» **EXTRACT TO READ**
--- START ---
Our work starts from an existing abstract formalization of reachability checking of timed automata [7]. To close the gap to a practical model checker, we need to address two types of issues: efficient implementation of abstract model checking algorithms, and expressiveness of the offered modeling formalism. Two kinds of algorithms deserve special attention here. The first are operations to manipulate Difference Bound Matrices (DBMs) [2], which represent abstract states. With the help of the IRF, we obtain efficient implementations of DBMs represented as arrays. The second are search algorithms that govern the search for reachable states. These algorithms are interesting in their own right, since they make use of subsumption: during the search process an abstract state can be ignored if a larger abstract state was already explored. We provide a generalized framework for different variants of search algorithms, including a version which resembles Uppaal’s unified passed and waiting list [2].

We aim to offer a modeling formalism that is comparable in its expressiveness to the one of Uppaal. To accomplish this goal while keeping the formalization effort manageable, we opt to accept Uppaal bytecode as input. At the current state of the project we have formalized the semantics of a subset of the bytecode produced by Uppaal. We support the essential modeling features: networks of automata with synchronization, and bounded integer state variables. We apply a product construction to reduce models of this formalism to a single timed automaton. As in real model checkers, the whole construction is computed on the fly. However, not every bytecode input designates a valid automaton. To this end, we employ a simple program analysis to accept a sufficiently large subset of the valid inputs.

We conducted experiments on a small number of established benchmark models. The throughput of our model checker — the number of explored states per time unit — is within an order of magnitude of a version of Uppaal running a comparable algorithm.

1.1 Isabelle/HOL

Isabelle/HOL [4] is an interactive theorem prover based on Higher-Order Logic (HOL). You can think of HOL as a combination of a functional programming language with logic. Although Isabelle/HOL largely follows ordinary mathematical notation, there are some operators and conventions that should be explained. Like in functional programming, functions are mostly curried, i.e. of type \(\tau _1 \Rightarrow \tau _2 \Rightarrow \tau \) instead of \(\tau _1 \times \tau _2 \Rightarrow \tau \). This means that function application is usually written \(f\ a\ b\) instead of f(ab). Lambda terms are written in the standard syntax \(\lambda x.\ t\) (the function that maps x to t) but can also have multiple arguments \(\lambda x\ y.\ t\), paired arguments \(\lambda (x,y).\ t\), or dummy arguments \(\lambda \_.\ t\). Type variables are written \('a\), \('b\), etc. Compound types are written in postfix syntax: \(\tau \ set\) is the type of sets of elements of type \(\tau \). In some places in the paper we have simplified formulas or code marginally to avoid distraction by syntactic or technical details, but in general we have stayed faithful to the sources.
--- END ---
» **PROBLEM STATEMENT**
Write the next part of the passage on building a timed automata model checker in Isabelle/HOL, starting right after its final sentence.

» **DATA SUPPLIED**
--- START ---
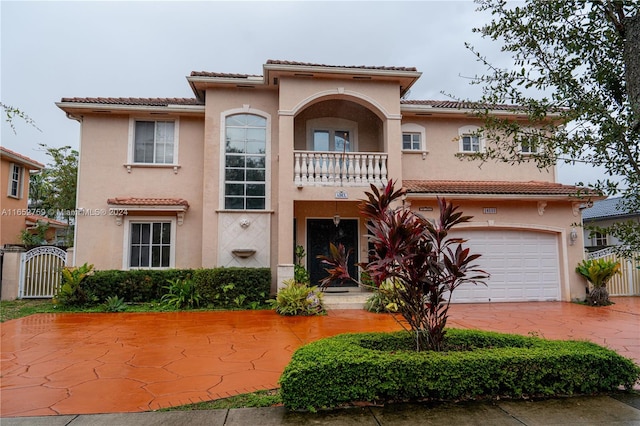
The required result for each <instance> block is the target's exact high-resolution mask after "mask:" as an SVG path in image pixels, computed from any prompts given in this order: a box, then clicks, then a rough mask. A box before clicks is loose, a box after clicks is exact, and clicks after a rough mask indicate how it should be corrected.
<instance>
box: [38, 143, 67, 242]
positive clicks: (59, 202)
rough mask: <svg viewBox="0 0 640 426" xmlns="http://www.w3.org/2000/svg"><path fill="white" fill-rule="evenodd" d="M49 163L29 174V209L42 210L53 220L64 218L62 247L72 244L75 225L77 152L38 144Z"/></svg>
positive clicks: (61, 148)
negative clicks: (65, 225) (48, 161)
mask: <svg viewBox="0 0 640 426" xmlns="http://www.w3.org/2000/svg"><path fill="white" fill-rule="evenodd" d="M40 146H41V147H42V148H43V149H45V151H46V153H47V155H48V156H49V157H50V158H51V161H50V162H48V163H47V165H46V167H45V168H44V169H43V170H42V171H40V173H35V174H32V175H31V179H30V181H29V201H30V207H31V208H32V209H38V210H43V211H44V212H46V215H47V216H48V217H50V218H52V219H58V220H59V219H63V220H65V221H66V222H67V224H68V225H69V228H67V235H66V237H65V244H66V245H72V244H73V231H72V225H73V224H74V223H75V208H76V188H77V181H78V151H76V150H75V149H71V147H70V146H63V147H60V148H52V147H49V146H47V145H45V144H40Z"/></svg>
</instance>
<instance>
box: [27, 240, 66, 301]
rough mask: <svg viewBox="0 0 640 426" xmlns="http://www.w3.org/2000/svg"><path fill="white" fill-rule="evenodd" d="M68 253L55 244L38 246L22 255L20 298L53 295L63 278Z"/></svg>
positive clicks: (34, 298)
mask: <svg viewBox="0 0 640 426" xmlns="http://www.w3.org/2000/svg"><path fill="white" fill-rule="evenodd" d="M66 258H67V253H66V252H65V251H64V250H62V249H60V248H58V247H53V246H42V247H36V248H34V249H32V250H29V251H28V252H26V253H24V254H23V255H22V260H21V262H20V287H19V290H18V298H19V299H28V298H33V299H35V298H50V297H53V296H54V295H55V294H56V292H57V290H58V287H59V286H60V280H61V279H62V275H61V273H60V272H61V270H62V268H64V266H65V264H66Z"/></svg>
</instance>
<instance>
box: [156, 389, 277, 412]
--- END ---
--- START ---
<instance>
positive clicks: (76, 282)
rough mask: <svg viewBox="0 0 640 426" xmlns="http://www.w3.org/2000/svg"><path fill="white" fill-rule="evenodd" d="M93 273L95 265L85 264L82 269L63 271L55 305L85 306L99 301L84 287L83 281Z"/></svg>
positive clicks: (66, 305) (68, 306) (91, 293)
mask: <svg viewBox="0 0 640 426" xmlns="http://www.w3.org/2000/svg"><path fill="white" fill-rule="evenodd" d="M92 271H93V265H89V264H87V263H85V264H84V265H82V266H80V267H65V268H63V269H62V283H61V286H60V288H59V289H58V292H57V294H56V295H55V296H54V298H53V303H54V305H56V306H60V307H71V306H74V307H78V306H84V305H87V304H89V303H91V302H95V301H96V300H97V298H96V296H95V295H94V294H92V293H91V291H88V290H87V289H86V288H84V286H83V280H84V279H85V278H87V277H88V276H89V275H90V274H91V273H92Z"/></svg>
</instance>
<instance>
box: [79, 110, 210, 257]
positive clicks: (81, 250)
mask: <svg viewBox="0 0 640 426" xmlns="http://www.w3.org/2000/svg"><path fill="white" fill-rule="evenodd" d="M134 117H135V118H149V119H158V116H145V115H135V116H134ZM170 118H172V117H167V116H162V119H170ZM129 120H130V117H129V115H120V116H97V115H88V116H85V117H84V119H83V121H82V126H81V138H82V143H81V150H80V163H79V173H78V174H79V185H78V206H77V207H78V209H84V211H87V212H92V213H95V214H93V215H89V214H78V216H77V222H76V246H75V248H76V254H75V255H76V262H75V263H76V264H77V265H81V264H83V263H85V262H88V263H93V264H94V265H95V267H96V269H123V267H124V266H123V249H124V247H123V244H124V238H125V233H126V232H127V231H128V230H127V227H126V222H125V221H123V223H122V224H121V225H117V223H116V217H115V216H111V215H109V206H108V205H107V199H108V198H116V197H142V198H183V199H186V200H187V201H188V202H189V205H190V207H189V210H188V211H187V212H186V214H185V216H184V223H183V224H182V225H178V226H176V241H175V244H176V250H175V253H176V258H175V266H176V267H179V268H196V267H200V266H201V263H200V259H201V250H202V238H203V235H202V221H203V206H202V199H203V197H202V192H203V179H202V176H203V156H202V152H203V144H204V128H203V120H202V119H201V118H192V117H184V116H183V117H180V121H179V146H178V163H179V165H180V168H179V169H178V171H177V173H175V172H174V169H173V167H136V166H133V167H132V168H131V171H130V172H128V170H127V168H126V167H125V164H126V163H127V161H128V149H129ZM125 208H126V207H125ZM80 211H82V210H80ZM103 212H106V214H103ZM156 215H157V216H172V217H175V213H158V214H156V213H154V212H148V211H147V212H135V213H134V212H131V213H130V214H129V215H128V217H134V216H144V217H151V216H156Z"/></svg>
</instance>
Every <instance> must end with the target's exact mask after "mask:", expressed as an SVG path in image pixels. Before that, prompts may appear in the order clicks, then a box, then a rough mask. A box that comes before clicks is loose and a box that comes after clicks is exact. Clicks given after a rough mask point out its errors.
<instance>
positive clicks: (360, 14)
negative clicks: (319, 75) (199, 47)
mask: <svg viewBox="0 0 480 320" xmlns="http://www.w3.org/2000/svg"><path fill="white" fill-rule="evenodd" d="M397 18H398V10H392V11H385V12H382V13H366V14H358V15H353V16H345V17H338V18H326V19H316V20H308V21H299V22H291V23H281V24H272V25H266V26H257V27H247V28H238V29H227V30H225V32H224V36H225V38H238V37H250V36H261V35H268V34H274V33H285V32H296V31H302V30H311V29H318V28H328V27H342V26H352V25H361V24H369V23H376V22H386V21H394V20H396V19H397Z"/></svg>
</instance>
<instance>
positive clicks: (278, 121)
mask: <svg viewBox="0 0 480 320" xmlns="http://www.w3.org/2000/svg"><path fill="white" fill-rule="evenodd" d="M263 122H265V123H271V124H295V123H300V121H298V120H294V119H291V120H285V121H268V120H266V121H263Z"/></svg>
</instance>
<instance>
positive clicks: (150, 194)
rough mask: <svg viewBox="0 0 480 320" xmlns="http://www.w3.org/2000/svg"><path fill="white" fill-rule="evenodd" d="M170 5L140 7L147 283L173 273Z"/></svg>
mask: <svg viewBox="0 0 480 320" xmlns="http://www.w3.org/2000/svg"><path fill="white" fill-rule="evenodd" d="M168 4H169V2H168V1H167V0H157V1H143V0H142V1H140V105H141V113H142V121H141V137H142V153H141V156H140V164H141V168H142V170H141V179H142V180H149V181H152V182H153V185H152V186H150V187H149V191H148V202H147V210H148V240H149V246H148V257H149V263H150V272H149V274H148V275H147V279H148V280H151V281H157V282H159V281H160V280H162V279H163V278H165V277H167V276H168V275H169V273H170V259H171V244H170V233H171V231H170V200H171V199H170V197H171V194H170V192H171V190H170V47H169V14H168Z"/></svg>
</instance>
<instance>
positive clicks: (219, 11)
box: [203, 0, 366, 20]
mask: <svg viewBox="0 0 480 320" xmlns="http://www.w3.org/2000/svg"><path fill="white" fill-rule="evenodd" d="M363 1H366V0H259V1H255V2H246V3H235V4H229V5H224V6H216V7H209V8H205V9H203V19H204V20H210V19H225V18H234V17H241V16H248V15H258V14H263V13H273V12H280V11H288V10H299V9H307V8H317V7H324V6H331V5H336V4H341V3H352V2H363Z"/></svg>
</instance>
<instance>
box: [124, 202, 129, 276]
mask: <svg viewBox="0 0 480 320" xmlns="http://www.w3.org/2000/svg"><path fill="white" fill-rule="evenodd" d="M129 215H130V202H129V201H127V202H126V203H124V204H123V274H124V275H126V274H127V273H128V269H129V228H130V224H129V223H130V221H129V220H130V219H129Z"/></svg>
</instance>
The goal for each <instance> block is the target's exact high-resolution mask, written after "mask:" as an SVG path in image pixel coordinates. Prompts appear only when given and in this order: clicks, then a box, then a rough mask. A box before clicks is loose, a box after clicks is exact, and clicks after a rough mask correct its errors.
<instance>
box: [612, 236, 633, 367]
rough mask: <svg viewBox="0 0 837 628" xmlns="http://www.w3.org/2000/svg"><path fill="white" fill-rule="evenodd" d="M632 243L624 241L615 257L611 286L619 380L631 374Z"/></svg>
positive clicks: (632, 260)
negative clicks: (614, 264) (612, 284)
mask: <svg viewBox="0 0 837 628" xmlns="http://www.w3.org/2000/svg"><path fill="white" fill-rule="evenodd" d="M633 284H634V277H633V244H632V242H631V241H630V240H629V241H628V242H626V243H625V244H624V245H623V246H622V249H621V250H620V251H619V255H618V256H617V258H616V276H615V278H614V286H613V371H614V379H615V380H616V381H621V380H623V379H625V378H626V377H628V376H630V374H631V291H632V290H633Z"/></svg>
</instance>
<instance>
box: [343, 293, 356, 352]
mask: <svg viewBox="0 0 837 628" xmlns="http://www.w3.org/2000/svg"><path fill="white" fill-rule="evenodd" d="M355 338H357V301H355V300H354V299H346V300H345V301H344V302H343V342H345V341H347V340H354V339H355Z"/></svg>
--- END ---
--- START ---
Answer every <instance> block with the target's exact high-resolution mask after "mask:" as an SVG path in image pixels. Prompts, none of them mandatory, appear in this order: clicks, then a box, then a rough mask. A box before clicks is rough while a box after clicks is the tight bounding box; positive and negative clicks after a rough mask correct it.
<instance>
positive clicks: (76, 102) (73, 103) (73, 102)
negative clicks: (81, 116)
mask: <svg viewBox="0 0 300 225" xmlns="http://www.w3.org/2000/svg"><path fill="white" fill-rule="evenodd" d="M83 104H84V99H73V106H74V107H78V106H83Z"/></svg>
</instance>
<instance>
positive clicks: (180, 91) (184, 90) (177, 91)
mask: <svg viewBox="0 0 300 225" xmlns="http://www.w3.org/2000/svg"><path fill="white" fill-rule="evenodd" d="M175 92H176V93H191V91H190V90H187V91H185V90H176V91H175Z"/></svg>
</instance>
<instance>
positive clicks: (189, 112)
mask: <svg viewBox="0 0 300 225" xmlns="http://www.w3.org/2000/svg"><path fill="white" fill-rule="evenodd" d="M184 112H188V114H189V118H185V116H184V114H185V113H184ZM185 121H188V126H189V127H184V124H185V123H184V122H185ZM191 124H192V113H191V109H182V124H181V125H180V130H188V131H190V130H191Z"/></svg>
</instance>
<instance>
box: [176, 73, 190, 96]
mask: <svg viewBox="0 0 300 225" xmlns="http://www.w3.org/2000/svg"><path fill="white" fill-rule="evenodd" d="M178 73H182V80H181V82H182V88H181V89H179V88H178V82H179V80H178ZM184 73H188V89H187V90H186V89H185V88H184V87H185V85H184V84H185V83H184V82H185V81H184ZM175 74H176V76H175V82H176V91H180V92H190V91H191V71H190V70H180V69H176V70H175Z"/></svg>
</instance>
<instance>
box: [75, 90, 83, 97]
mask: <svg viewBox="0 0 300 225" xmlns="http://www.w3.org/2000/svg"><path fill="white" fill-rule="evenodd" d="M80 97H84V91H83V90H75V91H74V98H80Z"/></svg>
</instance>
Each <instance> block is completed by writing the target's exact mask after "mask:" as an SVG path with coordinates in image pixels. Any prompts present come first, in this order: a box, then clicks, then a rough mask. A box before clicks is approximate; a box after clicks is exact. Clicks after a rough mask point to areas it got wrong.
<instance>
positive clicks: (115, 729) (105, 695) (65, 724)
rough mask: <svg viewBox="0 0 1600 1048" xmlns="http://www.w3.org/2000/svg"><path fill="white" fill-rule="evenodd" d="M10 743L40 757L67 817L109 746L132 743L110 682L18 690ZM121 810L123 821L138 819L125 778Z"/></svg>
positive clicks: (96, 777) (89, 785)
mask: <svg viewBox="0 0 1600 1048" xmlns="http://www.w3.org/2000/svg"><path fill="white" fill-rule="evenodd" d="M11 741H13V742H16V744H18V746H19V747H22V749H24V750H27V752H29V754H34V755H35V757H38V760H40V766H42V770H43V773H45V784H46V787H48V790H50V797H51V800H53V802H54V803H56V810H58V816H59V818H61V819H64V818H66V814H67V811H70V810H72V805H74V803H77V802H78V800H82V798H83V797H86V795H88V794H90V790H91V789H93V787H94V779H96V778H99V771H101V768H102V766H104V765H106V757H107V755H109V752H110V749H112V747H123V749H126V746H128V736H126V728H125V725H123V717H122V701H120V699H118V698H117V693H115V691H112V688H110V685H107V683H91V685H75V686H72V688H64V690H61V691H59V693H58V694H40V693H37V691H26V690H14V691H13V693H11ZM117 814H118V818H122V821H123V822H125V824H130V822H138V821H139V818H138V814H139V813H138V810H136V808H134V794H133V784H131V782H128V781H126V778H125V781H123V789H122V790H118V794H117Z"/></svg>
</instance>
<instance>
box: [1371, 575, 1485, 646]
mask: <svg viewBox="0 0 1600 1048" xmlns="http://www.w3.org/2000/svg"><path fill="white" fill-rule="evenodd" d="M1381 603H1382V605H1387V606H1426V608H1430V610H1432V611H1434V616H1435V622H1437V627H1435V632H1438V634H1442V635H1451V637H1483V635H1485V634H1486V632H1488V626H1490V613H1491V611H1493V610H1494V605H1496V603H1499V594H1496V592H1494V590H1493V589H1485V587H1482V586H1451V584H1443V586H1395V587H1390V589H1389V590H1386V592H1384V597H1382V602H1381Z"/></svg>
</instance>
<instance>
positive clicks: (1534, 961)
--- END ---
» **RESULT FOR THIS TASK**
1.2 Related Work

The basis of the work presented in this paper is our existing formalization of timed automata [7]. We are aware of one previous proof-assistant formalization of timed automata using PVS [8, 9]. This work has the basic decidability result using regions and claims to make some attempt to extend the formalization towards DBMs. Another line of work [10, 11] aims at modeling the class of p-automata [12] in Coq and proving properties of concrete p-automata within Coq. A similar approach was pursued with the help of Isabelle/HOL in the CClair project [13]. In contrast, our formalization [7] focuses on the foundations of timed automata model checking. In particular, it encompasses a formalization of the relevant DBM algorithms and the rather intricate developments towards the correctness proof for the approximation operation.

We are not aware of any previous formalizations or verified implementations of timed automata model checking. The first verification of a model checker we are aware of is by Sprenger for the modal \(\mu \)-calculus in Coq [14]. Our important forerunner, however, is the CAVA project [15,16,17] by Esparza et al. It sets out for similar goals as we do but for finite state LTL model checking. A significant part of the refinement technology that we make use of was developed for this project, and it was the first project to demonstrate that verification of model checking can yield practical implementations. Compared to CAVA, our work offers several novelties: we target model checking of timed automata, which have an infinite state space; we use imperative data structures, which is crucial for efficient DBMs; finally, we implemented complex search algorithms with subsumption. Additionally, we operate on automata annotated with Uppaal bytecode, which has interesting ramifications: for the product construction, and because we need to ensure that the input actually defines a timed automaton.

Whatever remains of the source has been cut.